### What to do
Turn every line of the listing below into a numbered list, and leave out any blank lines.
-- BEGIN Dataset --
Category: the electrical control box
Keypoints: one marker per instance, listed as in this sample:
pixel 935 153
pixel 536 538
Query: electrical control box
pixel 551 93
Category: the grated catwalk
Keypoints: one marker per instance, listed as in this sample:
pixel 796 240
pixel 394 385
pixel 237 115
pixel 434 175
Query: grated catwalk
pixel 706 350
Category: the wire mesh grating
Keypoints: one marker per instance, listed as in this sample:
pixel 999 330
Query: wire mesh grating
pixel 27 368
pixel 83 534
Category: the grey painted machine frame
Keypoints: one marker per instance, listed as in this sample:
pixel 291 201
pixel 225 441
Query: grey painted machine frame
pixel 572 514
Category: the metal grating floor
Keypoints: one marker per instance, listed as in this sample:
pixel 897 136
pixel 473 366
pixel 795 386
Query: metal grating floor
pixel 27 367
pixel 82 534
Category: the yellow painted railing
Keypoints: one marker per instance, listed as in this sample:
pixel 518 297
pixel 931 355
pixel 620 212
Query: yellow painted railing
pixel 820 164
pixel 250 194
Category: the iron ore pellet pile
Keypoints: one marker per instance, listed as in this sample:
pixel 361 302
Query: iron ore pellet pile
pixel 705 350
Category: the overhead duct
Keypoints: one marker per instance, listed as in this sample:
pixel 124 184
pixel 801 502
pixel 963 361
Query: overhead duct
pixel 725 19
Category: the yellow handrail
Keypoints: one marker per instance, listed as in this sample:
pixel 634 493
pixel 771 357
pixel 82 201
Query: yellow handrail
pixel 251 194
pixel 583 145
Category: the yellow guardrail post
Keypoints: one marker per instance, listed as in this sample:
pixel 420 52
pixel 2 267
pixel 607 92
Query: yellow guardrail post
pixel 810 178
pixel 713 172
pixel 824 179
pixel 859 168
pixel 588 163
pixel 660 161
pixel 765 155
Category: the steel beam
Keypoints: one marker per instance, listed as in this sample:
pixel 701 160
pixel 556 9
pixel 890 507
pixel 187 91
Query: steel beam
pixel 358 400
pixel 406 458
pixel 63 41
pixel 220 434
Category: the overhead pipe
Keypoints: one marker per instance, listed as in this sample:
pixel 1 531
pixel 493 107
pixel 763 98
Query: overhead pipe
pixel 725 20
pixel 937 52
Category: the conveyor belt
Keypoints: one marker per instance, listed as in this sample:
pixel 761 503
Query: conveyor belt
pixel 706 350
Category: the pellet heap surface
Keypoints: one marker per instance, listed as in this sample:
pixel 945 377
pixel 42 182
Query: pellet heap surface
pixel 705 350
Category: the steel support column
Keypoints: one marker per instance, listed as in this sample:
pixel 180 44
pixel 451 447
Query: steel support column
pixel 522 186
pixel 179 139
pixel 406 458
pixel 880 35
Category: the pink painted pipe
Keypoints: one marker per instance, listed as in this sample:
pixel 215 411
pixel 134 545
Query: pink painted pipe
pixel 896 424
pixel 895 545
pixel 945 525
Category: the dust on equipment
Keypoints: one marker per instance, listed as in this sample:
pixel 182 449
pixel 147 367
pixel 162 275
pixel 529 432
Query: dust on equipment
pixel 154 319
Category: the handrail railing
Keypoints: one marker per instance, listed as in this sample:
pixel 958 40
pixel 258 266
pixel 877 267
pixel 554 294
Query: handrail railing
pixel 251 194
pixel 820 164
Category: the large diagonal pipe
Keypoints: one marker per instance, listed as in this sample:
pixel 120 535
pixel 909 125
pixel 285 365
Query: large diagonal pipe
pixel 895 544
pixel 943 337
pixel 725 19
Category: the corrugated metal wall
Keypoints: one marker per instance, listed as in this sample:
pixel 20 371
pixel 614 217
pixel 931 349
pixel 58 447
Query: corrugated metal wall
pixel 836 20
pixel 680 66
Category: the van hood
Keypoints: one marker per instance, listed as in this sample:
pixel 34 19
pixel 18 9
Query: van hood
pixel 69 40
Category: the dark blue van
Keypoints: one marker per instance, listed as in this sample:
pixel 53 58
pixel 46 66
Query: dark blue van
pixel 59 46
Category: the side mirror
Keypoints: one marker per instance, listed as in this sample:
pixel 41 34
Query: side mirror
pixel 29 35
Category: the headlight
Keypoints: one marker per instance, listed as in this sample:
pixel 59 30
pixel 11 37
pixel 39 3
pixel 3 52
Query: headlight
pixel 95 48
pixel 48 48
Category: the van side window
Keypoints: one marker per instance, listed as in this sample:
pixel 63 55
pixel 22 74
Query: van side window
-- END Dataset --
### The completed task
1. Category: the electrical control box
2. Keypoints: one marker per instance, listed as in this sample:
3. pixel 935 153
4. pixel 536 538
5. Query: electrical control box
6. pixel 551 93
7. Category: the grated catwalk
8. Keypoints: one marker per instance, listed as in this sample:
9. pixel 796 240
10. pixel 394 385
11. pixel 237 115
12. pixel 434 175
13. Query: grated catwalk
14. pixel 706 350
15. Category: the wire mesh grating
16. Keypoints: one marker per instance, listed as in this sample:
17. pixel 999 330
18. Query: wire mesh grating
19. pixel 27 368
20. pixel 83 534
21. Category: the grey painted machine frame
22. Keypoints: one marker per instance, listed as in this sample:
23. pixel 291 201
24. pixel 225 441
25. Query: grey painted machine frame
26. pixel 572 514
27. Category: the metal grating floor
28. Keypoints: one marker per instance, listed as in this sample:
29. pixel 897 136
30. pixel 473 366
31. pixel 795 386
32. Query: metal grating floor
33. pixel 27 367
34. pixel 82 534
35. Category: the yellow painted railing
36. Keypoints: one marker per instance, listed as in this sample:
37. pixel 518 297
38. pixel 931 355
39. pixel 620 212
40. Query: yellow painted railing
41. pixel 820 164
42. pixel 250 194
43. Category: the iron ore pellet pile
44. Keypoints: one marker per instance, listed as in this sample:
45. pixel 361 302
46. Query: iron ore pellet pile
47. pixel 705 350
48. Category: the overhead duct
49. Keypoints: one marker per instance, listed as in this sample:
50. pixel 124 184
51. pixel 801 502
52. pixel 963 361
53. Query: overhead duct
54. pixel 725 19
55. Category: the yellow handrail
56. Keypoints: one marker per instance, listed as in this sample:
57. pixel 634 493
58. pixel 771 357
59. pixel 82 201
60. Query: yellow handrail
61. pixel 251 194
62. pixel 583 145
63. Category: the yellow guardrail post
64. Keypoints: one marker per instance, listed as in this sample:
65. pixel 420 52
66. pixel 2 267
67. pixel 607 92
68. Query: yellow guardrail post
69. pixel 810 178
70. pixel 713 172
71. pixel 824 179
72. pixel 859 168
73. pixel 588 163
74. pixel 660 161
75. pixel 765 155
76. Category: the steel beam
77. Keypoints: one marker per instance, listed as in this sample:
78. pixel 701 160
79. pixel 556 9
80. pixel 890 507
81. pixel 187 91
82. Query: steel beam
83. pixel 358 400
84. pixel 406 458
85. pixel 63 41
86. pixel 220 434
87. Category: the overhead pipe
88. Keypoints: one marker per instance, listed as in this sample:
89. pixel 1 531
90. pixel 493 107
91. pixel 763 98
92. Query: overhead pipe
93. pixel 725 20
94. pixel 937 52
95. Category: the conveyor belt
96. Keypoints: one marker per instance, listed as in this sample:
97. pixel 761 503
98. Query: conveyor belt
99. pixel 706 350
100. Category: the pellet heap surface
101. Keypoints: one marker per instance, listed as in this sample:
102. pixel 945 377
103. pixel 42 182
104. Query: pellet heap surface
105. pixel 705 350
106. Category: the steel support column
107. Keypoints: one marker per instance, listed as in this sample:
108. pixel 180 44
109. pixel 451 447
110. Query: steel support column
111. pixel 522 186
112. pixel 179 139
113. pixel 406 458
114. pixel 880 35
115. Category: the pink painted pipe
116. Keypoints: one marker per instance, listed as in this sample:
117. pixel 215 411
118. pixel 134 545
119. Query: pink painted pipe
120. pixel 896 424
121. pixel 895 545
122. pixel 945 525
123. Category: the dust on equipment
124. Keypoints: one marker per instance, listed as in this sample:
125. pixel 182 449
126. pixel 147 367
127. pixel 162 275
128. pixel 529 432
129. Query: dust on equipment
130. pixel 154 319
131. Category: the handrail railing
132. Keypoints: one marker per instance, listed as in this sample:
133. pixel 958 40
134. pixel 258 266
135. pixel 877 267
136. pixel 554 294
137. Query: handrail railing
138. pixel 251 194
139. pixel 820 164
140. Category: the large diagonal pipe
141. Keypoints: one marker per instance, listed as in this sample:
142. pixel 120 535
143. pixel 909 125
144. pixel 285 365
145. Query: large diagonal pipe
146. pixel 895 544
147. pixel 943 337
148. pixel 725 19
149. Category: the corrugated metal wall
150. Keypoints: one marker per instance, listed as in this sample:
151. pixel 20 371
152. pixel 614 217
153. pixel 931 349
154. pixel 58 447
155. Query: corrugated metal wall
156. pixel 836 20
157. pixel 680 66
158. Category: the van hood
159. Keypoints: one marker per instance, listed as in this sample:
160. pixel 34 19
161. pixel 18 9
162. Query: van hood
163. pixel 69 40
164. Category: the dark blue van
165. Keypoints: one marker per instance, listed as in this sample:
166. pixel 53 58
167. pixel 46 66
168. Query: dark blue van
169. pixel 59 46
170. Category: the side mirror
171. Keypoints: one marker per instance, listed as in this sample:
172. pixel 41 34
173. Query: side mirror
174. pixel 29 35
175. Category: the headlight
176. Keypoints: one marker per instance, listed as in this sample:
177. pixel 59 30
178. pixel 11 37
179. pixel 39 3
180. pixel 3 52
181. Query: headlight
182. pixel 95 48
183. pixel 48 48
184. Category: the van side window
185. Keypoints: one marker per instance, listed as in this sample:
186. pixel 63 55
187. pixel 22 74
188. Query: van side window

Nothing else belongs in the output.